Prompt:
Report every line of the data that includes "girl".

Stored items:
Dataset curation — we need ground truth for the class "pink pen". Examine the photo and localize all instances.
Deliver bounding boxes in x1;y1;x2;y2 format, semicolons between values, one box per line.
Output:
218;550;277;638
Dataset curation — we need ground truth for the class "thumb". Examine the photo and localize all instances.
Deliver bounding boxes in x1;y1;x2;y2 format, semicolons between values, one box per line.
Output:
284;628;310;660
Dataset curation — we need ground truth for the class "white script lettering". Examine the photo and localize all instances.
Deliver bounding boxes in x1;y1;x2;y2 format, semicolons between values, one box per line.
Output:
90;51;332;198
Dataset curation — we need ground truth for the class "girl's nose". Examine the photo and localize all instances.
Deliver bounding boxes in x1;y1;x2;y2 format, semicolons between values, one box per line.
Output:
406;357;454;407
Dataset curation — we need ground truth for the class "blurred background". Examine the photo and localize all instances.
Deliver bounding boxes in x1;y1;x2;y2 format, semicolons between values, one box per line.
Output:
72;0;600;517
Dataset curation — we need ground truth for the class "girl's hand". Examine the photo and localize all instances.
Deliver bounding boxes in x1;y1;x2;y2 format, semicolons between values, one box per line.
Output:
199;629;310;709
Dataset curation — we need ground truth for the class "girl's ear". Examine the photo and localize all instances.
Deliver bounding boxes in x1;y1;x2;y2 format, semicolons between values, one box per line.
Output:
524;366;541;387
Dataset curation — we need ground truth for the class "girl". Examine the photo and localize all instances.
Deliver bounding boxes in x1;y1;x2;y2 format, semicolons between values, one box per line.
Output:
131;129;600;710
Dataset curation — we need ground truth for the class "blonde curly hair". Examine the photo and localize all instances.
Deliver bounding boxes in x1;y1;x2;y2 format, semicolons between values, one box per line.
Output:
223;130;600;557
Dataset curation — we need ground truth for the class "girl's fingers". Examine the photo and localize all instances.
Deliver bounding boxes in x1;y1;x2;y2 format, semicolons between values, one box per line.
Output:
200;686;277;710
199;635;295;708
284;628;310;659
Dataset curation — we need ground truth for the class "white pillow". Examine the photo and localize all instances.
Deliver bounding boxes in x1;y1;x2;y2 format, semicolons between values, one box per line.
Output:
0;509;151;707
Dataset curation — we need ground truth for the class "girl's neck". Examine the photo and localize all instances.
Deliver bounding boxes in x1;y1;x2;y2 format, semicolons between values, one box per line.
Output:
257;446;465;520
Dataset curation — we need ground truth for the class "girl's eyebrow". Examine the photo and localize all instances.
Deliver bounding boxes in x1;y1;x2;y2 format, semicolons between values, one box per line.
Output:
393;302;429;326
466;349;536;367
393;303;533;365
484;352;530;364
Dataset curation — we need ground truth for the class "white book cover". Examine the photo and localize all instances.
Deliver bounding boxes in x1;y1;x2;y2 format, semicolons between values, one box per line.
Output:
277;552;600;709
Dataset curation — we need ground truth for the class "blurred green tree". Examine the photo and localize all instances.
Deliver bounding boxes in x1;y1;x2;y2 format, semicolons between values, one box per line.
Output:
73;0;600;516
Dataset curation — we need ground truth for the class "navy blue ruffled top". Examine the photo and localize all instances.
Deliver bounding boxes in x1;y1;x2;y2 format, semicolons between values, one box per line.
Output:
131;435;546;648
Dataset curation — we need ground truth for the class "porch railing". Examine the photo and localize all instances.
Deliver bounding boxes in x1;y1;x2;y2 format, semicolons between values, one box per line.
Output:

Written response:
Dataset curation — we need ground truth for the class "girl's nose". Examine the photo and localize all instances.
Dataset curation — we need ground truth for the class "girl's hand". Examine the photo and localize all instances.
Dataset curation — we need ground truth for the class "girl's ear". Examine the photo and localize all instances.
Dataset curation — we need ground truth for the class "girl". Examine the photo and localize all instances.
Dataset curation — we need ground truth for the class "girl's fingers". Examine the photo and localize all instances.
Dataset curation — we need ground truth for the class "girl's neck". Examine the photo and localize all instances.
Dataset curation — we need ground truth for the class "girl's eyebrow". Examine the photo and localize all instances.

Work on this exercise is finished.